** SUPPLIED TEXT **
***

Data in the cache is cleared before each call to the fetch method. So if a long-running fetch is interrupted before the data is automatically loaded into the Evaluation, it should be loaded or cached manually. This will prevent it from being deleted when the fetch job is resumed.

Notes

The NWM variables, including nwm_configuration, output_type, and variable_name are stored as a pydantic model in grid_config_models.py.

The cached forecast and assimilation data is grouped and saved one file per reference time, using the file name convention “YYYYMMDDTHH”.

All dates and times within the files and in the file names are in UTC.

Examples

Here we will calculate mean areal precipitation using operational NWM forcing data for the polygons in the locations table. Pixel weights (fraction of pixel overlap) are calculated for each polygon and stored in the evaluation cache directory.

(see: generate_weights_file() for weights calculation).

>>> import teehr
>>> ev = teehr.LocalReadWriteEvaluation()

>>> ev.fetch.nwm_operational_grids(
>>>     nwm_configuration="forcing_short_range",
>>>     output_type="forcing",
>>>     variable_name="RAINRATE",
>>>     start_date=datetime(2000, 1, 1),
>>>     end_date=datetime(2000, 1, 2),
>>>     Path(Path.home(), "nextgen_03S_weights.parquet"),
>>>     nwm_version="nwm22",
>>>     data_source="GCS",
>>>     kerchunk_method="auto"
>>> )

Note

NWM data can also be fetched outside of a TEEHR Evaluation by calling the method directly.

>>> from teehr.fetching.nwm.nwm_grids import nwm_grids_to_parquet

Perform the calculations, writing to the specified directory.

>>> nwm_grids_to_parquet(
>>>     nwm_configuration=forcing_short_range,
>>>     output_type=forcing,
>>>     variable_name=RAINRATE,
>>>     start_date="2020-12-18",
>>>     end_date="2020-12-19",
>>>     zonal_weights_filepath=Path(Path.home(), "nextgen_03S_weights.parquet"),
>>>     json_dir=Path(Path.home(), "temp/parquet/jsons/"),
>>>     output_parquet_dir=Path(Path.home(), "temp/parquet"),
>>>     nwm_version="nwm21",
>>>     data_source="GCS",
>>>     kerchunk_method="auto",
>>>     t_minus_hours=[0, 1, 2],
>>>     ignore_missing_file=True,
>>>     overwrite_output=True
>>> )

See also

teehr.fetching.nwm.nwm_grids.nwm_grids_to_parquet()

nwm_operational_points(nwm_configuration: str, output_type: str, variable_name: str, nwm_version: SupportedNWMOperationalVersionsEnum, start_date: str | datetime | Timestamp, end_date: str | datetime | Timestamp | None = None, ingest_days: int | None = None, data_source: SupportedNWMDataSourcesEnum | None = 'GCS', kerchunk_method: SupportedKerchunkMethod | None = 'auto', prioritize_analysis_value_time: bool | None = False, t_minus_hours: List[int] | None = None, process_by_z_hour: bool | None = True, stepsize: int | None = 100, ignore_missing_file: bool | None = True, overwrite_output: bool | None = False, timeseries_type: TimeseriesTypeEnum = 'secondary', table_name: str = None, starting_z_hour: int | None = None, ending_z_hour: int | None = None, write_mode: str = 'append', drop_duplicates: bool = True, drop_overlapping_assimilation_values: bool | None = True)[source]#

Fetch operational NWM point data and load into the TEEHR dataset.

***

(Excerpt from a dataset)

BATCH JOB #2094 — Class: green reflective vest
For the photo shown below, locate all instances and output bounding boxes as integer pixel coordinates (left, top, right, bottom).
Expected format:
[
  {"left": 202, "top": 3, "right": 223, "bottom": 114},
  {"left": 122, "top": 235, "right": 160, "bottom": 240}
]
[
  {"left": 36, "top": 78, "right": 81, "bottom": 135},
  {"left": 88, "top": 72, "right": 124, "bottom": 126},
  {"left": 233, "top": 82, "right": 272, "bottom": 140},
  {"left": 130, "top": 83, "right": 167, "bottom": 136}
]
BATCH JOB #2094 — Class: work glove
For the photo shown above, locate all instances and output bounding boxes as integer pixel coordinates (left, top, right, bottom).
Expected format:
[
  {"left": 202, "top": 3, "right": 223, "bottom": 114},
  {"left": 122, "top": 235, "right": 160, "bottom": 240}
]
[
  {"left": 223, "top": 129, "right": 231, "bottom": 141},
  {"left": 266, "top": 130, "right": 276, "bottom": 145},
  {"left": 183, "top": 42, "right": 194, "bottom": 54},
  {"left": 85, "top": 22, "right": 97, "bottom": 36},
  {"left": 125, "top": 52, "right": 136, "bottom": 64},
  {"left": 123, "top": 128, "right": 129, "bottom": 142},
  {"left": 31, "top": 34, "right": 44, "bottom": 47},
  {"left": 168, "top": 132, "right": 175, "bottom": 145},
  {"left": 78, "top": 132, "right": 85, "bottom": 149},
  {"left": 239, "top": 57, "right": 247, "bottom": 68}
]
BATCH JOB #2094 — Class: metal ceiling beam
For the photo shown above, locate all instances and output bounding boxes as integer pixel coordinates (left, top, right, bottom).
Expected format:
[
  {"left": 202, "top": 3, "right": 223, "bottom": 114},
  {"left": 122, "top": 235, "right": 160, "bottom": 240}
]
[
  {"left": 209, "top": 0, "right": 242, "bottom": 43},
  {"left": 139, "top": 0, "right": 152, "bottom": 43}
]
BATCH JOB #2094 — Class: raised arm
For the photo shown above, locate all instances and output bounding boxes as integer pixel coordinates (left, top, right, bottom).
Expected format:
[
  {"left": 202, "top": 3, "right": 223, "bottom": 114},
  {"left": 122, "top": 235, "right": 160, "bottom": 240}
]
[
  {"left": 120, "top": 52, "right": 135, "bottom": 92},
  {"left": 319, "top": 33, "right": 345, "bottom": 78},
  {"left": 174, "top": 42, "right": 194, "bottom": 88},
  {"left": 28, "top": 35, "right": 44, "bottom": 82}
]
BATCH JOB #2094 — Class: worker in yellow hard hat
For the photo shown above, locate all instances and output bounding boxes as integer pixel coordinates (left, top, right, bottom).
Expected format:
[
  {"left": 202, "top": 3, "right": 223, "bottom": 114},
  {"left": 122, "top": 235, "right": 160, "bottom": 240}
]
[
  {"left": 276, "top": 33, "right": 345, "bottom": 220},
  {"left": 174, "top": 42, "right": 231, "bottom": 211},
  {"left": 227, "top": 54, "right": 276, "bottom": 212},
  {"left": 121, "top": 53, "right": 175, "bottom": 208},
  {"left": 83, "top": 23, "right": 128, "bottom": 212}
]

***

** PROBLEM TO SOLVE **
Retype the stretch of the NWM fetching documentation from "Here we will" through "ev = teehr.LocalReadWriteEvaluation()", copying it word for word.

** EXERCISE SOLUTION **
Here we will calculate mean areal precipitation using operational NWM forcing data for the polygons in the locations table. Pixel weights (fraction of pixel overlap) are calculated for each polygon and stored in the evaluation cache directory.

(see: generate_weights_file() for weights calculation).

>>> import teehr
>>> ev = teehr.LocalReadWriteEvaluation()